- _Task to complete_
Copy the entries word for word, from their beginning through the line that contains "0 86 L 20 84". Leave the pictures out of your copy.

- _Extracted material_
▽
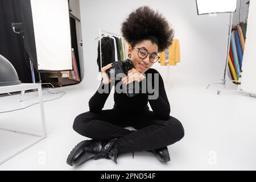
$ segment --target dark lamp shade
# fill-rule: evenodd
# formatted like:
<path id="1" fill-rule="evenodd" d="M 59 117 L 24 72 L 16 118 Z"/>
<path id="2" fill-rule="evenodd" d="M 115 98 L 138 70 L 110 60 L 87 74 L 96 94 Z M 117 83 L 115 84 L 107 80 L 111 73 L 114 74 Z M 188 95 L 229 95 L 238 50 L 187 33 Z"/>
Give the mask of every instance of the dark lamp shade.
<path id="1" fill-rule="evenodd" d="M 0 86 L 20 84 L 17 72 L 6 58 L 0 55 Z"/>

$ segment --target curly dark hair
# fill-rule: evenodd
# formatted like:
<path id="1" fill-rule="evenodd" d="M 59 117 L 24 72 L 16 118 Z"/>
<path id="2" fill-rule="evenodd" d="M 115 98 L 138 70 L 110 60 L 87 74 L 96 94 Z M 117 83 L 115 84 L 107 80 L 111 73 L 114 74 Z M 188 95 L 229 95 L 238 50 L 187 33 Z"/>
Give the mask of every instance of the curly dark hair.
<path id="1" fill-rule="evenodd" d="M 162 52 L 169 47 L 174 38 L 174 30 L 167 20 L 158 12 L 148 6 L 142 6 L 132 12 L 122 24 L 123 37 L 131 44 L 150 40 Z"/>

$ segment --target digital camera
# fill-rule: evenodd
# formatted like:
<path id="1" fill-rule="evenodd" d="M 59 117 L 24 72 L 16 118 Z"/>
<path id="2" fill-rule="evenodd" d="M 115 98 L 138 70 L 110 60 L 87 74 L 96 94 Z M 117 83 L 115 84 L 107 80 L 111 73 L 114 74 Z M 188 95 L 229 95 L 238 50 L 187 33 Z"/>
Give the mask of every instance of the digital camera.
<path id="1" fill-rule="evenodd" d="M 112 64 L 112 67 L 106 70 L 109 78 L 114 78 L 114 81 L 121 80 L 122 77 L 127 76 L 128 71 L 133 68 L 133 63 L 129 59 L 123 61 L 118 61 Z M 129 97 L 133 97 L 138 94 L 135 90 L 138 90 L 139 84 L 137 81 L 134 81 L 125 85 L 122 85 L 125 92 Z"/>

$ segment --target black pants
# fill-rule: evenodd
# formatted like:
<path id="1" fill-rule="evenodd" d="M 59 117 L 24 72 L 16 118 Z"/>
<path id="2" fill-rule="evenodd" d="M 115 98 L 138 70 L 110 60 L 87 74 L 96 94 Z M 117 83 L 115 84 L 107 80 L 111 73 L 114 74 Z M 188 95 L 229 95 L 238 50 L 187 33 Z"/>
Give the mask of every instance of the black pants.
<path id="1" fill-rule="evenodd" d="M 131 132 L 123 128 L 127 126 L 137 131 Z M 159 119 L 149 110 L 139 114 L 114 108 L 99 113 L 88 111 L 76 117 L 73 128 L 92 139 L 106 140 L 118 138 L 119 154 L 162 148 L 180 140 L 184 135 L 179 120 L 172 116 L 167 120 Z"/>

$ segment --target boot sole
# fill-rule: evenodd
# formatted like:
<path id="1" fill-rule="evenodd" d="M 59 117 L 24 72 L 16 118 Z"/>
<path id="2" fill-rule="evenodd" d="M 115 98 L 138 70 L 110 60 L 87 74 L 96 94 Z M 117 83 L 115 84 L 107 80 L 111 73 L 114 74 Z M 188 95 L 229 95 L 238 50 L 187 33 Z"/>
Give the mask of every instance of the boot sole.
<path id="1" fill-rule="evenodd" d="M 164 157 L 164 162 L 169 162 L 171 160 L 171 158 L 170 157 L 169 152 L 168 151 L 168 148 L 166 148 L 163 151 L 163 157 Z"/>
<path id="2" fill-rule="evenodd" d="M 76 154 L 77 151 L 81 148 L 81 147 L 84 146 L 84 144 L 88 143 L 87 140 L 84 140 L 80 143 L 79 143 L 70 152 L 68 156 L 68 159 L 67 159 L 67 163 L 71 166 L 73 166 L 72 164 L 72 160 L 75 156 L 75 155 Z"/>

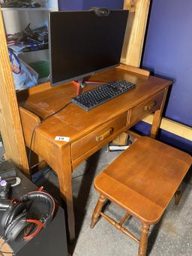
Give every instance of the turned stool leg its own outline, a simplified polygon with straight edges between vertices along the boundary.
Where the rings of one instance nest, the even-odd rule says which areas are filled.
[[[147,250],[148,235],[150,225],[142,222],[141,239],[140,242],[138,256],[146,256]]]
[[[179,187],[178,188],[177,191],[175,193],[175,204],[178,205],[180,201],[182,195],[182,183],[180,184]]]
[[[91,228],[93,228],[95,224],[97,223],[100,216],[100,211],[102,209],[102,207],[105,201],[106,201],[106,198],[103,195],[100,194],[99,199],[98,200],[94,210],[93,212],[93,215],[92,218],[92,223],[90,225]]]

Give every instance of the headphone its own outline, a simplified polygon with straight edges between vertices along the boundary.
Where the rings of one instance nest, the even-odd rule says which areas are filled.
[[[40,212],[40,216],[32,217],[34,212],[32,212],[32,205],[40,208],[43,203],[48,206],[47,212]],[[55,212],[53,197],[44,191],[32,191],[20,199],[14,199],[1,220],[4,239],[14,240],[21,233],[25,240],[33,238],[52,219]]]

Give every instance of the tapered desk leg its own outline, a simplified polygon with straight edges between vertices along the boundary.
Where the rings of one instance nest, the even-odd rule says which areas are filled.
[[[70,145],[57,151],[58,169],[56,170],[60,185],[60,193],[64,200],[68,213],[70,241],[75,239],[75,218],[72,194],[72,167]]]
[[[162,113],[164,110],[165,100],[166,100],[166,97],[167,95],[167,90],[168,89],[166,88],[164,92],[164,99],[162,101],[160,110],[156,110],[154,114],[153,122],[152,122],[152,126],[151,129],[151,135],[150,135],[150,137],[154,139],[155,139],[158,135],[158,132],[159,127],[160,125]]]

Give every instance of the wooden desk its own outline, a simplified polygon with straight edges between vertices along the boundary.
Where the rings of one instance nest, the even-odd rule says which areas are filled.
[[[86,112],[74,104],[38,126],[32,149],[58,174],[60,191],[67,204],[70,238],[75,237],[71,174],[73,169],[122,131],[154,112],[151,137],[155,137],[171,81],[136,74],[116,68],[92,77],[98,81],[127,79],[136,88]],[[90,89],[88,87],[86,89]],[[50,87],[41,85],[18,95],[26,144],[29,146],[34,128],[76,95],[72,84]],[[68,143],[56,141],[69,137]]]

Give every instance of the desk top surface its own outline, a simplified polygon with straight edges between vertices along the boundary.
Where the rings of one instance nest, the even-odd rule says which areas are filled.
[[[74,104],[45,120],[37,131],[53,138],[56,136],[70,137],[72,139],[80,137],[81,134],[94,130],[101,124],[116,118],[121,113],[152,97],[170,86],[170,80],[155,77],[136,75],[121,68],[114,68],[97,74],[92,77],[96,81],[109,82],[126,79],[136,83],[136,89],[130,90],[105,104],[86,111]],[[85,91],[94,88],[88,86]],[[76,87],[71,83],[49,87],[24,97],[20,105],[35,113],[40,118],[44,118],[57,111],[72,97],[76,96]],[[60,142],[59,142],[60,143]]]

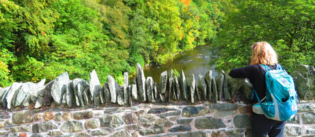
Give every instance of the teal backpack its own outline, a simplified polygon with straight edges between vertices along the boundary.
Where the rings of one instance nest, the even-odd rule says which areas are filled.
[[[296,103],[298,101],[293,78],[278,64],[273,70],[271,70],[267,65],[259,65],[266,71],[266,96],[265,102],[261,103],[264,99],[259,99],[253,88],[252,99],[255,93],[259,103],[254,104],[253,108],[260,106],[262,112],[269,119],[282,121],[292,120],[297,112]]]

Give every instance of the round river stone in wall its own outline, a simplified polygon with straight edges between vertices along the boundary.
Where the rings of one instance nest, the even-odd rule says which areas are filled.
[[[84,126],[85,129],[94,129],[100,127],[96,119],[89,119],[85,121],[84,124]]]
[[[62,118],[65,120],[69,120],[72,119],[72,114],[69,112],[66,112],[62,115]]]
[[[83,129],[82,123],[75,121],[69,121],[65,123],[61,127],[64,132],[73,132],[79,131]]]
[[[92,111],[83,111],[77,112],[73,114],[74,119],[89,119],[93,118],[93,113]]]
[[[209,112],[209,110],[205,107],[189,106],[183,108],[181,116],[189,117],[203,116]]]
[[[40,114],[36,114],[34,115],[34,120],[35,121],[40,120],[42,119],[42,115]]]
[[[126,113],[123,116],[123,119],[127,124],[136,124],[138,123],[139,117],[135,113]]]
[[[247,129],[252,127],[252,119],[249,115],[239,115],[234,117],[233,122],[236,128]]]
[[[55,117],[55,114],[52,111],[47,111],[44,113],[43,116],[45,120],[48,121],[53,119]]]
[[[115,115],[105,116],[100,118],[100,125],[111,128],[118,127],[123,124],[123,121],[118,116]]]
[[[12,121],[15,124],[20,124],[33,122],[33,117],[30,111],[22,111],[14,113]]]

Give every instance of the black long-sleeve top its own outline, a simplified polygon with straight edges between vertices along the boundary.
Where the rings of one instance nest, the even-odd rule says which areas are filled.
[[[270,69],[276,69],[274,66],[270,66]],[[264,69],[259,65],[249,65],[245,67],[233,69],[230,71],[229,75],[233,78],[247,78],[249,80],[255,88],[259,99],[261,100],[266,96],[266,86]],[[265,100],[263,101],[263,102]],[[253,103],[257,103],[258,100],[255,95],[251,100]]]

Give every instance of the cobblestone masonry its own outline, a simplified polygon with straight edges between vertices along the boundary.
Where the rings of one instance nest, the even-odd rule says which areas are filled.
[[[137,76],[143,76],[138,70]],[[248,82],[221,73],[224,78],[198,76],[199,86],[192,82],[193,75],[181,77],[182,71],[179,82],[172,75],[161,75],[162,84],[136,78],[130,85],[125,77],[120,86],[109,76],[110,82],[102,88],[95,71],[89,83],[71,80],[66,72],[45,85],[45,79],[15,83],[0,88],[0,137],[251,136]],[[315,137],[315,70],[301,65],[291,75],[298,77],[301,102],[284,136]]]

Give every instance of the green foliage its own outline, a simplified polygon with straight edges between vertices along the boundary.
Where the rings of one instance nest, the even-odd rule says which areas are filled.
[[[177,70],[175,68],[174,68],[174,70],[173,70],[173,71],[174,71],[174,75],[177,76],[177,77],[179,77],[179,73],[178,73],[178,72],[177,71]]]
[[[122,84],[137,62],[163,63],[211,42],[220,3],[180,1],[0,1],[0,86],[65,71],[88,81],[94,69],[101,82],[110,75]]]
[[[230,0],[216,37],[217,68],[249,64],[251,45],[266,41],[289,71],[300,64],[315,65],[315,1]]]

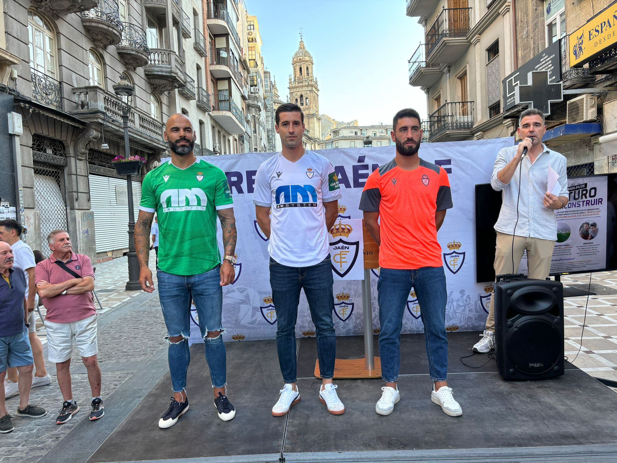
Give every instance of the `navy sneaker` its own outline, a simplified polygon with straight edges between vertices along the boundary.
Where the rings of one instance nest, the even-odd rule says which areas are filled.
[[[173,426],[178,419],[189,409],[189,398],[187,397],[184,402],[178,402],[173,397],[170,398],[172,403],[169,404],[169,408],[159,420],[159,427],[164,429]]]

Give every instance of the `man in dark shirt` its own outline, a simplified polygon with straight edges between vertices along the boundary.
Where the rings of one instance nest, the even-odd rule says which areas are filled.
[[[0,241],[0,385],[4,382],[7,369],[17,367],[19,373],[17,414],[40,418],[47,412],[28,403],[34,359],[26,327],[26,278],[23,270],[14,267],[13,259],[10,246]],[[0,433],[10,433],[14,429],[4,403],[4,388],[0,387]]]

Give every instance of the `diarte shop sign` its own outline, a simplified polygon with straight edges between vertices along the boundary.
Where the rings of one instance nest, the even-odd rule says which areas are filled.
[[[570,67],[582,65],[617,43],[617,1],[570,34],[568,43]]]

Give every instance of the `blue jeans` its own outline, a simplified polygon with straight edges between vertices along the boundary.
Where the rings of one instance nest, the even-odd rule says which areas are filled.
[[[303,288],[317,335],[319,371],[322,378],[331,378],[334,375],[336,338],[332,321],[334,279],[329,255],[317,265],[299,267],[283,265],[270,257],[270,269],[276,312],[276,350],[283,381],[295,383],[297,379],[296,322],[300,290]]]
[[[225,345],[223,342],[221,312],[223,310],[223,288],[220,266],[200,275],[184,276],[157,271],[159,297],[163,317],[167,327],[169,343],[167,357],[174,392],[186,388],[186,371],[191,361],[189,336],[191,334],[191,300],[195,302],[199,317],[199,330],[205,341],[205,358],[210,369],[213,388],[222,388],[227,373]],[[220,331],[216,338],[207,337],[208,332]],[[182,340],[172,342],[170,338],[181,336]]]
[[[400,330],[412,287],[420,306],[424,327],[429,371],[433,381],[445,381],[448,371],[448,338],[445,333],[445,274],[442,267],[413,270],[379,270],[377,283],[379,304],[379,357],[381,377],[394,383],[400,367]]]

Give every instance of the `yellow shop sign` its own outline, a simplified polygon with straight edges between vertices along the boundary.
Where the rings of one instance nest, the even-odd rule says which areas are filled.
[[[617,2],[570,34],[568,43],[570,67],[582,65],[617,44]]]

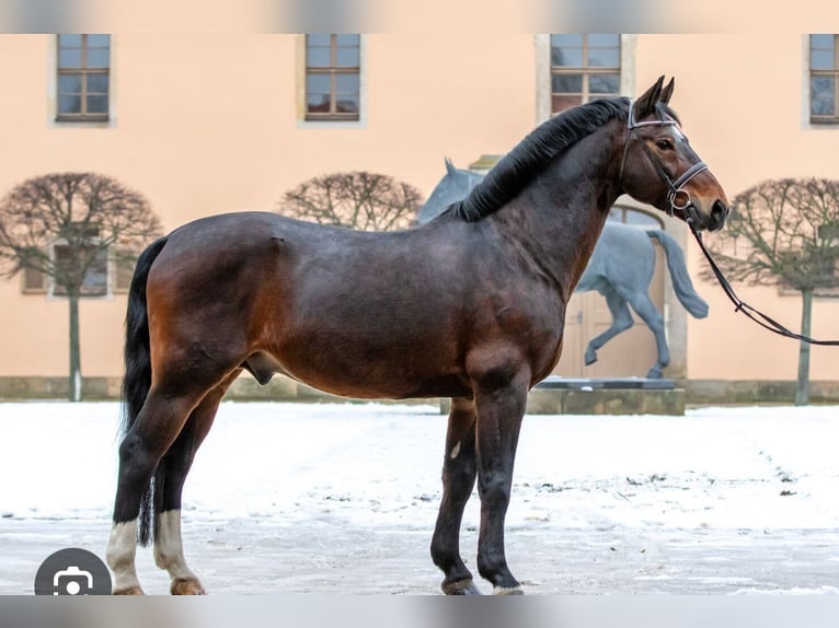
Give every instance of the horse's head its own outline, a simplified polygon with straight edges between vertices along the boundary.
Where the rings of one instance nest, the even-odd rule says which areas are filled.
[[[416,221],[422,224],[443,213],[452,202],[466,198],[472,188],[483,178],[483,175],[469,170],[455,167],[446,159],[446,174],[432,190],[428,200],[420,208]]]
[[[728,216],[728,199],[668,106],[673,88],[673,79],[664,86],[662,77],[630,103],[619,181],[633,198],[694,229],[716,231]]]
△
- _Finished exercise_
$ segment --target dark lamp shade
# fill-rule: evenodd
# formatted like:
<path id="1" fill-rule="evenodd" d="M 59 117 L 24 72 L 16 118 Z"/>
<path id="2" fill-rule="evenodd" d="M 115 98 L 138 70 L 110 60 L 87 74 L 96 94 Z M 117 83 L 115 84 L 107 80 L 111 73 L 114 74 Z M 188 95 L 229 95 L 238 50 L 187 33 Z"/>
Give the mask of every instance of the dark lamp shade.
<path id="1" fill-rule="evenodd" d="M 0 86 L 20 84 L 17 72 L 6 58 L 0 55 Z"/>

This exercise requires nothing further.